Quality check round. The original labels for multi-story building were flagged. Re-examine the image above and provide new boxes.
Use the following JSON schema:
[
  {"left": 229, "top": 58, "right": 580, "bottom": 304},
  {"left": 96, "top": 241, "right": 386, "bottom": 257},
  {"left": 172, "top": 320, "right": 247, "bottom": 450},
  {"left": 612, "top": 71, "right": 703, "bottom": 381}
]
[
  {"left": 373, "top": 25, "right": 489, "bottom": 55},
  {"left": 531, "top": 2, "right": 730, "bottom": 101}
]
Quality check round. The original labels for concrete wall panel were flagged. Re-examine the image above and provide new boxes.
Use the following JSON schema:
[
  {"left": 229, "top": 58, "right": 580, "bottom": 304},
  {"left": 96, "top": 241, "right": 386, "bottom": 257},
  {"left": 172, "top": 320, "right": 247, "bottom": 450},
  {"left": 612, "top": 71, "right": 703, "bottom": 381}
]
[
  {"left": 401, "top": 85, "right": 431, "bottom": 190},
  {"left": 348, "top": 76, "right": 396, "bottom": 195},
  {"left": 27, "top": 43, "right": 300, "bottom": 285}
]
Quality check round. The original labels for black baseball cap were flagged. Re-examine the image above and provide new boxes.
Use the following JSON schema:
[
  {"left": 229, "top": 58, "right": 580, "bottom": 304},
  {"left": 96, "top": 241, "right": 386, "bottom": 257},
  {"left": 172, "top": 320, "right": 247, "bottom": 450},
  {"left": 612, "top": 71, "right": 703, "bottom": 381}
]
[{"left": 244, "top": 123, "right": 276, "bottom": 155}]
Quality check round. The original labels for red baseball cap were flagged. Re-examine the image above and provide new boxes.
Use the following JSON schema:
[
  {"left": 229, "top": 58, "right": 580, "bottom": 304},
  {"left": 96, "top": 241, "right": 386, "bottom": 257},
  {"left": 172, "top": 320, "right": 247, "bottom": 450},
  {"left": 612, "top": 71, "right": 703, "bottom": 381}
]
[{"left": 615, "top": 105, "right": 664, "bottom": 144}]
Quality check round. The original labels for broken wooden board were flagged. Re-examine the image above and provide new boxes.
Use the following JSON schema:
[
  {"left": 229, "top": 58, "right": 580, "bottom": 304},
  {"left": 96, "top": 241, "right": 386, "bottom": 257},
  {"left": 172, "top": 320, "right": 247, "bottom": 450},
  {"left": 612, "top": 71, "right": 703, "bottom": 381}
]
=======
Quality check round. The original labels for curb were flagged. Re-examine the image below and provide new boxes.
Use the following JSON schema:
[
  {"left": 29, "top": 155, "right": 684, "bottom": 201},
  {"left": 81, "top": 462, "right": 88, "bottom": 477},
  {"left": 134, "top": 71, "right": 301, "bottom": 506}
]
=======
Report every line of the entries above that contains the string "examine", matching case exactly.

(TASK OUTPUT):
Quality check round. The original labels for multi-story building were flagged. Re-examine the image above and provide new boxes.
Quality check round. The original labels for concrete wall panel were flagged. Re-examine the image above and provide new boxes.
Quality check round. The original labels for black baseball cap were flagged. Re-examine the image above and provide new boxes.
Quality check round. The original labels for red baseball cap were flagged. Re-examine the image above and provide new boxes.
Quality check round. The original labels for broken wooden board were flagged. Re-examine the image above and provide new boxes.
Quality check round. The original labels for curb were flagged. Re-examine the image below and provide new boxes.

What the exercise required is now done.